→ **Exercise aim**:
Look through the data below and extract, unchanged, the lines from the one that contains "For each instance of the player's" to the one that contains "For each instance of the player in", both included.

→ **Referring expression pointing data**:
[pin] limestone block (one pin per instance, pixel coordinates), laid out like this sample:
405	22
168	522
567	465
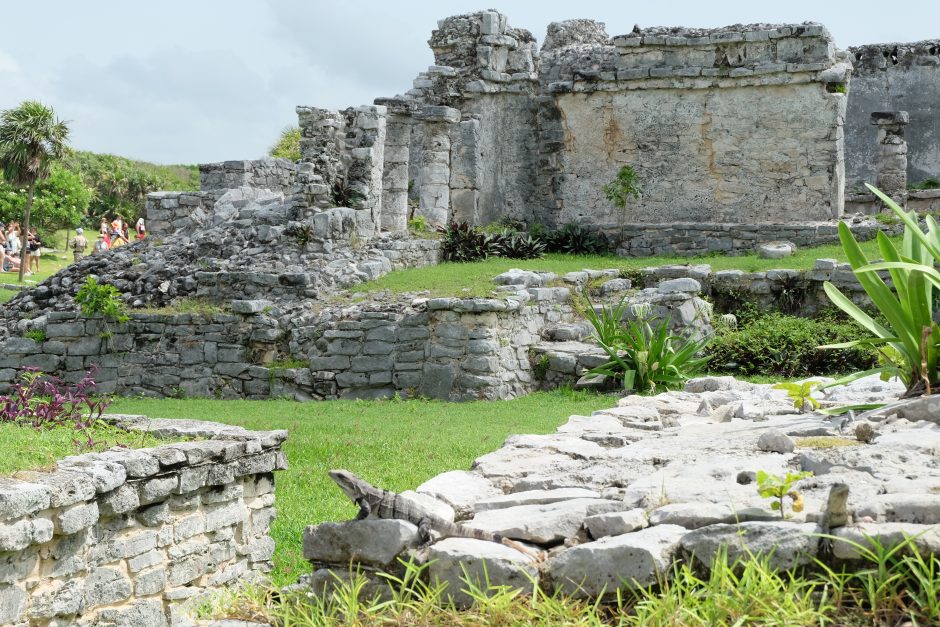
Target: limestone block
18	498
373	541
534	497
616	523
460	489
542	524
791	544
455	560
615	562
---
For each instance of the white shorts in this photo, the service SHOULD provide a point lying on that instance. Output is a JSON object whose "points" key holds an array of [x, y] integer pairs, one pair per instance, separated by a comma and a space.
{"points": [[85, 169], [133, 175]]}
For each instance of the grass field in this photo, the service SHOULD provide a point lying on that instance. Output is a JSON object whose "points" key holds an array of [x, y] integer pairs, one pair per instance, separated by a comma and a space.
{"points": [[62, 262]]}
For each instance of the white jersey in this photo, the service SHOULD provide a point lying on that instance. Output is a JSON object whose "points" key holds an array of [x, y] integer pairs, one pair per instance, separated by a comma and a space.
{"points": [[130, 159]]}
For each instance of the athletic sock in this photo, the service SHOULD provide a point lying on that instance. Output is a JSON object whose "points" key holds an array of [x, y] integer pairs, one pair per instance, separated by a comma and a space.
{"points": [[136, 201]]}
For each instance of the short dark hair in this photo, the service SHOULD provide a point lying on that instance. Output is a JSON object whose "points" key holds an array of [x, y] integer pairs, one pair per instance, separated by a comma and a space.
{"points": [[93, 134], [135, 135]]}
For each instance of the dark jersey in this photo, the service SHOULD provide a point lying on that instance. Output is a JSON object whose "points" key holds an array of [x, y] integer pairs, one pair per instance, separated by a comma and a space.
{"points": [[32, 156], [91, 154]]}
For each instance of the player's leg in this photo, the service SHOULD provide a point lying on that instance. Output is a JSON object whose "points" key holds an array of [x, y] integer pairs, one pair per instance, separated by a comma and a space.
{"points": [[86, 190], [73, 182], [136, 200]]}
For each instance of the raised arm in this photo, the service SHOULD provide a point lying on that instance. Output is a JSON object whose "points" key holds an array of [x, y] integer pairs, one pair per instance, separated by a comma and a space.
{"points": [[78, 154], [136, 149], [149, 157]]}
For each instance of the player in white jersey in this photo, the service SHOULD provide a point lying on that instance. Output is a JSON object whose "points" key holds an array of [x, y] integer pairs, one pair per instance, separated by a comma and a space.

→ **Answer section**:
For each instance of the player's leg in this photo, the service SHOULD provide a point lying on that instance. Output is a JSON object whose "points" key holds an array of [x, y] integer pairs, one pair per instance, separated by a comma and a space.
{"points": [[86, 190], [73, 182], [136, 200]]}
For each instance of the raised arm in this photo, the service SHOULD provide a point lying on that instance. Output is a JSON object whose "points" key holds an array of [x, y] integer pairs, one pair per instance, separated by a comma and a space.
{"points": [[78, 154], [136, 149], [149, 157]]}
For each instance of the player in white jersey in this photo, the service SHOULD provide a point lying on that instance. Output is a JSON object whose "points" key holds an array of [x, y] integer pairs, one pair per instance, separated by a comma and a space.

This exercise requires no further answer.